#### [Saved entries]
- - - - -

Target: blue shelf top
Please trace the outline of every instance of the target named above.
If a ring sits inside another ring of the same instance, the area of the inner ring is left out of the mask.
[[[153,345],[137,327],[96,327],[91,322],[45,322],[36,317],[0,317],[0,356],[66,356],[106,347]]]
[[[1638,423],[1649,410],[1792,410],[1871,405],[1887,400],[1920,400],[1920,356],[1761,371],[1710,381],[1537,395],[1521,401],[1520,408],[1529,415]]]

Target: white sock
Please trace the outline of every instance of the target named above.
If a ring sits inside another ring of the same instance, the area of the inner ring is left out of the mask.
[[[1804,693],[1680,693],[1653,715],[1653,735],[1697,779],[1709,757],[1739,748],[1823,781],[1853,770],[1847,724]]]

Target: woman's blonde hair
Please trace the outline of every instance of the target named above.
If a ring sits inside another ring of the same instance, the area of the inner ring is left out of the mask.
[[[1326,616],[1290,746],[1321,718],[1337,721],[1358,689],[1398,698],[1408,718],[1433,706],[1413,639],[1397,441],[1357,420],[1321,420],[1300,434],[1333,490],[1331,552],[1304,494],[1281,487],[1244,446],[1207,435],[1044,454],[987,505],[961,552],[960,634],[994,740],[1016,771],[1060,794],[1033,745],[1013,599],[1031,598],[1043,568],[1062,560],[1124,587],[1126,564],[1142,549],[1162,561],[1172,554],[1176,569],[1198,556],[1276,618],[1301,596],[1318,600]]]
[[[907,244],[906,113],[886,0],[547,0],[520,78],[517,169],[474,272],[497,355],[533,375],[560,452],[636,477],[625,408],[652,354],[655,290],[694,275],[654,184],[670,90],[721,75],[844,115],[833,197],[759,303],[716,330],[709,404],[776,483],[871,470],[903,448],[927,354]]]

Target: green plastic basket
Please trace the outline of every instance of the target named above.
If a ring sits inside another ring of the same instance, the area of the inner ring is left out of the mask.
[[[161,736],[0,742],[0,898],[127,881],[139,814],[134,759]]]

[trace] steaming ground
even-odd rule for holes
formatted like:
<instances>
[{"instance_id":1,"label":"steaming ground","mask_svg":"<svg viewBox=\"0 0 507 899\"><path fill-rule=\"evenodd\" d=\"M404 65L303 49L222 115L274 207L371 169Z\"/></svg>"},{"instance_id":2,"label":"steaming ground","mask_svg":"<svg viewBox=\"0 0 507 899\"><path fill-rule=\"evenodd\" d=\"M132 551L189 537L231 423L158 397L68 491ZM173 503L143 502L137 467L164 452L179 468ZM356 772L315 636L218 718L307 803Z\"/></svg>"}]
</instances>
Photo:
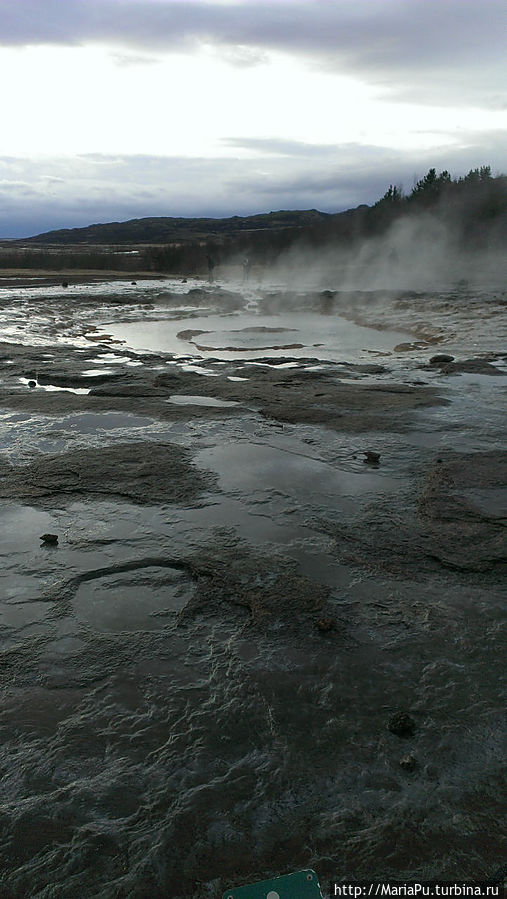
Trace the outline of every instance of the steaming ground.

- - - - -

#### [TASK DESCRIPTION]
Set down every entry above verbatim, without pictures.

#### [ANSWER TO THE EXERCISE]
Target: blue shelf top
Please trace the outline of every instance of the target named above.
If a ring sits inside another ring of the same instance, the area of the inner ring is left out of the mask.
[[[153,345],[137,327],[96,327],[91,322],[45,322],[36,317],[0,317],[0,356],[66,356],[106,347]]]
[[[1638,423],[1649,410],[1792,410],[1871,405],[1887,400],[1920,400],[1920,356],[1761,371],[1710,381],[1537,395],[1521,401],[1520,408],[1529,415]]]

Target: white sock
Please trace the outline of every instance of the target named above.
If a ring sits inside another ring of the same instance, the area of the inner ring is left out of the mask.
[[[1804,693],[1680,693],[1653,715],[1653,735],[1697,779],[1709,757],[1739,748],[1823,781],[1853,770],[1847,724]]]

Target: woman's blonde hair
Please trace the outline of every instance of the target named above.
If a ring sits inside another ring of the same instance, the area of the inner ring is left out of the mask.
[[[1326,616],[1290,746],[1321,718],[1337,721],[1358,689],[1398,698],[1408,718],[1433,706],[1413,639],[1397,441],[1357,420],[1321,420],[1300,434],[1333,490],[1331,552],[1304,494],[1281,487],[1244,446],[1207,435],[1044,454],[987,505],[961,552],[960,634],[994,740],[1016,771],[1060,794],[1033,745],[1013,599],[1031,598],[1043,568],[1062,560],[1124,587],[1126,564],[1142,549],[1162,561],[1172,554],[1176,569],[1198,556],[1276,618],[1301,596],[1318,600]]]
[[[907,244],[906,113],[886,0],[547,0],[520,78],[517,169],[474,272],[497,355],[533,375],[560,452],[636,477],[625,408],[652,354],[655,290],[694,275],[654,184],[670,90],[721,75],[844,115],[833,197],[759,303],[716,330],[709,404],[776,483],[871,470],[903,448],[927,354]]]

Target: green plastic basket
Please trace the outline of every instance of the target named above.
If a ring sits inside another ring of the same instance, the area of the inner ring is left out of the mask.
[[[161,736],[0,742],[0,898],[127,881],[139,814],[134,759]]]

[trace] steaming ground
even-odd rule for holes
formatted like:
<instances>
[{"instance_id":1,"label":"steaming ground","mask_svg":"<svg viewBox=\"0 0 507 899\"><path fill-rule=\"evenodd\" d=\"M404 65L303 49L222 115L274 207L371 169Z\"/></svg>"},{"instance_id":2,"label":"steaming ground","mask_svg":"<svg viewBox=\"0 0 507 899\"><path fill-rule=\"evenodd\" d=\"M132 551L189 537L231 423L158 397L68 491ZM173 503L143 502L137 467L164 452L179 468ZM356 772L315 636L218 718L307 803Z\"/></svg>"}]
</instances>
Photo:
Trace the outline of every instance of the steaming ground.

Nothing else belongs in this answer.